"""
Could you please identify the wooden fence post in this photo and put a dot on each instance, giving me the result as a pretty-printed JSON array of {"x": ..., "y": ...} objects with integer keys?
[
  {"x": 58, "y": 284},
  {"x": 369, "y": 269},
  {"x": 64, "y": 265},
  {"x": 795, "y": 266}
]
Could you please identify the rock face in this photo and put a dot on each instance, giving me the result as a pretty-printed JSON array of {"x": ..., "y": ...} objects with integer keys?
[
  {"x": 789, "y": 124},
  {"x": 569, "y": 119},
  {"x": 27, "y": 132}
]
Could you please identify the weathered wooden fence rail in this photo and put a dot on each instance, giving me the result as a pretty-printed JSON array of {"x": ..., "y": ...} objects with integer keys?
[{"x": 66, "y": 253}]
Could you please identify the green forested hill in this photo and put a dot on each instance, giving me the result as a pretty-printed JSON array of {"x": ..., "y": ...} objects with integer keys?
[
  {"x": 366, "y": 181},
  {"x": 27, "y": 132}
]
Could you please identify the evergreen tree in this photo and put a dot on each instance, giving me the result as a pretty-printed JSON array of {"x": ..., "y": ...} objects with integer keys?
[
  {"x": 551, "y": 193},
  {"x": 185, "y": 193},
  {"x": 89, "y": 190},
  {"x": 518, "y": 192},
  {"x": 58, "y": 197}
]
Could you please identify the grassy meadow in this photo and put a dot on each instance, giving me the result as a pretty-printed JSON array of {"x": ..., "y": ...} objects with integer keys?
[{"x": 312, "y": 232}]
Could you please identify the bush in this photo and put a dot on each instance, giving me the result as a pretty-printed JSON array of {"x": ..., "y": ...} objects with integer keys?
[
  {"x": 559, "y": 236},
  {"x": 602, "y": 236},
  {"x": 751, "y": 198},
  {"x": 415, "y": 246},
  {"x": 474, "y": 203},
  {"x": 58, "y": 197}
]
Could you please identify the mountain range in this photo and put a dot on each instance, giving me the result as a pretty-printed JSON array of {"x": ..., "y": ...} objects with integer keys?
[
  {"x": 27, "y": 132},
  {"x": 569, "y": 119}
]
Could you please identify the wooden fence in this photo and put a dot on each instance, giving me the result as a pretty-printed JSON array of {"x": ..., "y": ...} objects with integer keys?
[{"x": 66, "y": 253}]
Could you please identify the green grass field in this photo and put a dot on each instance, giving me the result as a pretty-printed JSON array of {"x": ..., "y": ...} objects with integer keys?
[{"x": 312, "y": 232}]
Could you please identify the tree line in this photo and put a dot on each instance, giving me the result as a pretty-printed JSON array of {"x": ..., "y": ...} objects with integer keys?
"""
◆ Given request
Copy out the lines starting at the one that contains "Could you please identify the green grass" and ending at the last line of the records, both included, keeping them unchanged.

◆ Correct result
Could you please identify the green grass field in this photo and put a dot on each instance, giving me the result as a pretty-printed JSON array of {"x": ..., "y": ...} objects with integer keys?
[{"x": 312, "y": 232}]
Could you please identify the tree line in this photo and put a dot on each instance, giving me the result as a pretty-printed JSON array of {"x": ..., "y": ...} objects with integer keys?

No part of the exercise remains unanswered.